= Task brief =
Reproduce all of the material below, offsetting every vertex coordinate in the GeoJSON geometries by adding 110 to it. Keep every other line unchanged, and omit the picture lines.

— Start of Data shown —

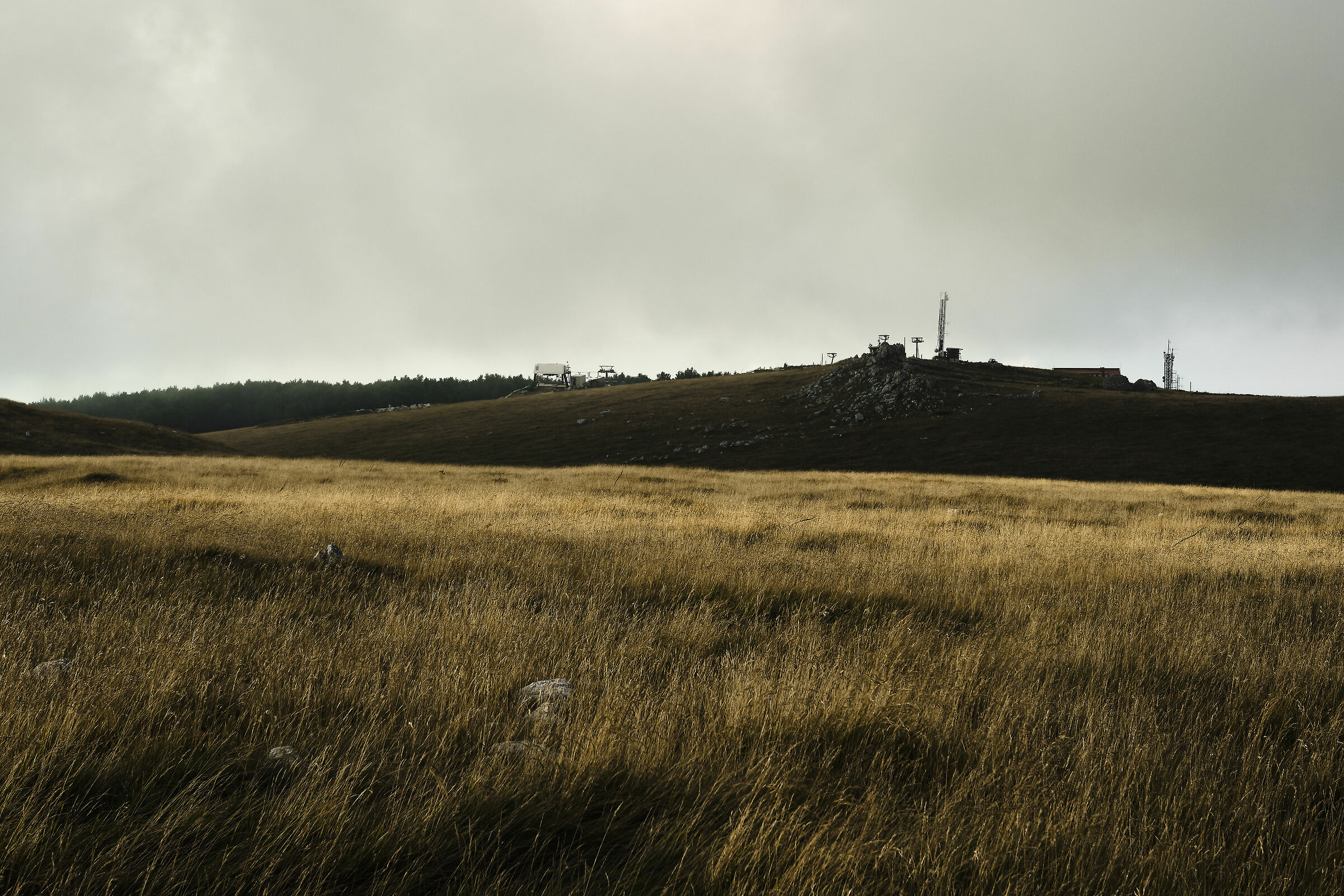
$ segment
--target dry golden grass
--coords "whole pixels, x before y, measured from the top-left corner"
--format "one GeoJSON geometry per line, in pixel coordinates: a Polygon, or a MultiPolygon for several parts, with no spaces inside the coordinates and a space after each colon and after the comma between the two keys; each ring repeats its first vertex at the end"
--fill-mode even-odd
{"type": "Polygon", "coordinates": [[[0,891],[1344,885],[1344,496],[618,473],[0,458],[0,891]]]}

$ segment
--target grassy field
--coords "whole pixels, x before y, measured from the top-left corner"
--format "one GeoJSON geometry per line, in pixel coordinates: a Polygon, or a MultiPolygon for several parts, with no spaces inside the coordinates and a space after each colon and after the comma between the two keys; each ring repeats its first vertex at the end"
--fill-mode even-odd
{"type": "Polygon", "coordinates": [[[1099,377],[1021,367],[915,361],[911,368],[965,394],[949,412],[847,422],[843,414],[782,400],[835,369],[808,367],[258,426],[210,438],[245,454],[294,458],[905,470],[1344,492],[1344,398],[1109,392],[1099,377]],[[1031,392],[1040,398],[1012,398],[1031,392]]]}
{"type": "Polygon", "coordinates": [[[4,454],[237,454],[219,442],[133,420],[52,411],[0,398],[4,454]]]}
{"type": "Polygon", "coordinates": [[[1325,493],[0,458],[0,891],[1339,892],[1341,547],[1325,493]]]}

— End of Data shown —

= Output for this task =
$ segment
--target dry golden grass
--coords "whole pixels, x before y, measured from the top-left corner"
--format "one GeoJSON geometry per line, in pixel coordinates: a Polygon, or a MultiPolygon for several parts, with no spaces inside the coordinates and a space after each colon and after the comma between the two keys; each ring repeats its first vertex at the end"
--fill-mode even-odd
{"type": "Polygon", "coordinates": [[[110,1001],[1454,995],[1454,606],[728,583],[110,568],[110,1001]]]}

$ segment
--target grassy field
--coords "whole pixels, x before y, measured from the top-left corner"
--format "one GeoJSON geometry per line, in pixel coordinates: a Polygon, or a MultiPolygon for several parts, with no spaces inside the coordinates and a space after each colon and after the comma between the two keys; each ring repeats its first vertex at the end"
--fill-mode even-odd
{"type": "Polygon", "coordinates": [[[1209,487],[1131,477],[1025,471],[1021,478],[1075,504],[1059,522],[957,532],[953,524],[892,510],[945,479],[918,477],[368,536],[320,548],[355,564],[404,568],[1015,580],[1454,602],[1454,508],[1219,502],[1209,487]],[[1141,502],[1150,508],[1122,508],[1141,502]]]}
{"type": "Polygon", "coordinates": [[[114,564],[347,564],[329,552],[243,530],[162,521],[110,508],[114,564]]]}
{"type": "Polygon", "coordinates": [[[1435,603],[110,568],[110,1001],[1449,1002],[1451,657],[1435,603]]]}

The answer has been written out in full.